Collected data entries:
════════

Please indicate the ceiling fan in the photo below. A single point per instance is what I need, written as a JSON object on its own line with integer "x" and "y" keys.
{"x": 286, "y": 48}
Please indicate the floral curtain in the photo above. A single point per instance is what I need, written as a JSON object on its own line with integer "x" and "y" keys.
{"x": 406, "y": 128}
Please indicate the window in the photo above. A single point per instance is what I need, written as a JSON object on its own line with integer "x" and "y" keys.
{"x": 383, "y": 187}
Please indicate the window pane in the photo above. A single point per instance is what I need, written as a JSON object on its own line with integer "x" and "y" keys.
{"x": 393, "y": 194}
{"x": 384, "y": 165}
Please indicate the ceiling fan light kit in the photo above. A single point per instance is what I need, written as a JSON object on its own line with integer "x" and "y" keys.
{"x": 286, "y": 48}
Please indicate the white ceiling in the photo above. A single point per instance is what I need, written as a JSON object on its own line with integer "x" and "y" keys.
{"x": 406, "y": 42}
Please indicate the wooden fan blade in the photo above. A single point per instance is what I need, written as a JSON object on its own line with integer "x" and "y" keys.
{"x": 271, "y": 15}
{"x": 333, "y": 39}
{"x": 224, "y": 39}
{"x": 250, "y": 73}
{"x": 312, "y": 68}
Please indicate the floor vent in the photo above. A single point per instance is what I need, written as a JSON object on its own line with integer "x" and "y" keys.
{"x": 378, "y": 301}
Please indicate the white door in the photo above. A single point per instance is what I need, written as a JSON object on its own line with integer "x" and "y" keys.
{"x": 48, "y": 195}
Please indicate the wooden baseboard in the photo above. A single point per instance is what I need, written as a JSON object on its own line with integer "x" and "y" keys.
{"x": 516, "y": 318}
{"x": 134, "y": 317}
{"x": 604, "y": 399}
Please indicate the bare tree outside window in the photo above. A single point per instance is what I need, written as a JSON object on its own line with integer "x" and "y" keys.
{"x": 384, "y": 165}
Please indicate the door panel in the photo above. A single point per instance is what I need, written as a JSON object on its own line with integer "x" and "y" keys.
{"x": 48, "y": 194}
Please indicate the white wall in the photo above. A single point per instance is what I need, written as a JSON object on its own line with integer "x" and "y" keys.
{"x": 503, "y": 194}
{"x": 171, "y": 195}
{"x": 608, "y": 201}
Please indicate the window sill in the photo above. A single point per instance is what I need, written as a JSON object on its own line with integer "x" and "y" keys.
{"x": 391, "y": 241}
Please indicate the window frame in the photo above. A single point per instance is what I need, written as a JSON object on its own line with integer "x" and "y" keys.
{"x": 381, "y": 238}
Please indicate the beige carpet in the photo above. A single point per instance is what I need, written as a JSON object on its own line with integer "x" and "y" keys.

════════

EXERCISE DESCRIPTION:
Copy the lines verbatim, starting at the line that contains "Please indicate the bare" and ending with the final line above, including both.

OUTPUT OF THE EXERCISE:
Please indicate the bare tree outside window in the photo above. A single point per instance is what I need, written as a JSON object on its own line with integer "x" and "y" keys.
{"x": 384, "y": 165}
Please indicate the door panel in the photo above. A single point per instance is what I need, written as a JSON object on its own line with integer "x" and "y" keys.
{"x": 48, "y": 194}
Please indicate the white wall in the photo above. A single point per instance is what I need, written as a JSON object on its own line with integer "x" and "y" keys.
{"x": 503, "y": 194}
{"x": 171, "y": 195}
{"x": 608, "y": 201}
Please indicate the window sill in the photo above. A single point per instance is what I need, written as a JSON object on its own line with integer "x" and "y" keys.
{"x": 391, "y": 241}
Please indicate the window frame in the photo above. A single point per instance is what I need, written as a JSON object on its own line with integer "x" and "y" keys.
{"x": 381, "y": 238}
Please indicate the beige carpet in the photo above. A single point per instance is what I need, written as a JSON object on its own line with integer "x" and "y" keys.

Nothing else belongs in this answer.